◆ Texto fornecido

──────

Contribuição previdenciária na Justiça do Trabalho

Após ser questionado acerca da Contribuição Previdenciária na reclamação trabalhista, percebi que historicamente a Justiça do Trabalho adota o entendimento previsto no artigo 195, inciso I, alínea “a” da Constituição Federal, para determinar o recolhimento da Contribuição sem, contudo, refletir a respeito da decadência do crédito tributário, que extingue a obrigação.

A exposição abaixo tem o objetivo de advertir o contribuinte empresário e empregador, acerca do possível recolhimento indevido de contribuição previdenciária e a possibilidade de se recuperar este capital.

 

Por Eduardo Mauro Prates, advogado, sócio do escritório de advocacia Calandrini & Mauro Prates Advogados.

──────

◆ Material apresentado
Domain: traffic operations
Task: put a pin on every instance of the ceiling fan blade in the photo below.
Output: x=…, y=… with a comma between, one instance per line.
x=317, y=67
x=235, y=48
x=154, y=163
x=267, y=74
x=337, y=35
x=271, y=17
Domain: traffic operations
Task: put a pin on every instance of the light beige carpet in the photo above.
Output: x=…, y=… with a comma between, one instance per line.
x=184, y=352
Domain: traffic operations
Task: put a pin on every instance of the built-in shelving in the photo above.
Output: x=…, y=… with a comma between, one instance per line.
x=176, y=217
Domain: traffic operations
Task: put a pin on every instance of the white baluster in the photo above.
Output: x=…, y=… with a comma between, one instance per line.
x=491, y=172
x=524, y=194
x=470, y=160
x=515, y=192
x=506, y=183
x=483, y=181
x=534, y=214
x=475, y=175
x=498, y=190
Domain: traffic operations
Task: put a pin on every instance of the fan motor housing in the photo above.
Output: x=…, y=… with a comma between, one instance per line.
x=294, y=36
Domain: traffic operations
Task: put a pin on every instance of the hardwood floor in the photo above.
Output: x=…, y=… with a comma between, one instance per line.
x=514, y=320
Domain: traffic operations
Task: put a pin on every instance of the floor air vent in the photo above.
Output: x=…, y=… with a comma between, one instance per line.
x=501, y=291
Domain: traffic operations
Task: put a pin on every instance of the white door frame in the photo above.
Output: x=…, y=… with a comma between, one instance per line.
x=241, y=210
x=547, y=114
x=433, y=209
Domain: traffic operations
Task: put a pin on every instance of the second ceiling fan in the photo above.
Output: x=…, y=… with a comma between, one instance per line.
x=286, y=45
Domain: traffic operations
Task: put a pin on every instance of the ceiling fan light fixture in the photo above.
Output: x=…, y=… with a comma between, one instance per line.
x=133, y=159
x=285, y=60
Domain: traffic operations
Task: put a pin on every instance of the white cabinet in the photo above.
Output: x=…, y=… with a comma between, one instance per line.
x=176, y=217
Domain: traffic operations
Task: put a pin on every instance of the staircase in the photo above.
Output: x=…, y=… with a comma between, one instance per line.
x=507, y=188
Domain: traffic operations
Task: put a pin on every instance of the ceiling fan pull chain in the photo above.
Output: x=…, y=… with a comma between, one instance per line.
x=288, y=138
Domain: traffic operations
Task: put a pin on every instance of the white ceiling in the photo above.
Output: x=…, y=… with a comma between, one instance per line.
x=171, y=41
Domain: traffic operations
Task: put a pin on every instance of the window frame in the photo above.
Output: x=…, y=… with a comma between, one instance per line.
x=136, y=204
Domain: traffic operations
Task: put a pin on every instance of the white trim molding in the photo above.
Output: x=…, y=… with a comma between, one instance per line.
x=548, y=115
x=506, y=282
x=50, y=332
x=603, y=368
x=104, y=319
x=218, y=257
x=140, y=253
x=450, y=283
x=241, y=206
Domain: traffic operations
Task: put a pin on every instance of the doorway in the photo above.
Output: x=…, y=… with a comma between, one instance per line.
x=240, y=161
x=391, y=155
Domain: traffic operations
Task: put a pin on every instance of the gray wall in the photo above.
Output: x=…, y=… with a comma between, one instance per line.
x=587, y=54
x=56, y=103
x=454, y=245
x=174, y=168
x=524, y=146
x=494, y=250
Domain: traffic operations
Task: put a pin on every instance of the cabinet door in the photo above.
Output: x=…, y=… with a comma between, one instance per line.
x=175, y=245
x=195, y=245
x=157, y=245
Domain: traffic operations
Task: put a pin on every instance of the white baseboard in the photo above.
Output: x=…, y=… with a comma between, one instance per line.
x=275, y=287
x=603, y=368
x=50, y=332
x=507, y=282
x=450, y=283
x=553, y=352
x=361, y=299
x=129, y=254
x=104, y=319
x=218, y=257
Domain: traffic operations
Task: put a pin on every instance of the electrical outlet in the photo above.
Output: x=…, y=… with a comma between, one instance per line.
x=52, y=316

──────

Pode retomar o texto sobre a contribuição previdenciária na Justiça do Trabalho logo após a última frase e continuá-lo?

◆ Resposta abaixo
Tema: O recolhimento da contribuição previdenciária na Justiça do Trabalho. Controvérsia acerca do fato gerador da contribuição previdenciária. Lei nº 8.212 de 1991. Decadência do crédito tributário e seus efeitos. Compensação administrativa.

 

INTRODUÇÃO

 

Trata-se de ensaio acerca da decadência do crédito tributário da contribuição previdenciária, apurado em sentença de reclamação trabalhista. Ademais, da compreensão do fato gerador da obrigação tributária da contribuição previdenciária e os efeitos que sucedem desta análise.

 

A contribuição previdenciária é uma espécie de tributo que incide sobre o montante pago ou creditado ao trabalhador, pelo empregador, que por sua vez, é o contribuinte. A União Federal é o Ente Público competente para instituir e cobrar o tributo em questão.

 

Sua matriz é a Constituição Federal, que disciplina a exação especificamente nos artigos 149, 194 e 195. É a Lei ordinária nº 8.212 de 1991 que institui e ajusta dentre outros aspectos, o que motiva o presente ensaio, o fato gerador.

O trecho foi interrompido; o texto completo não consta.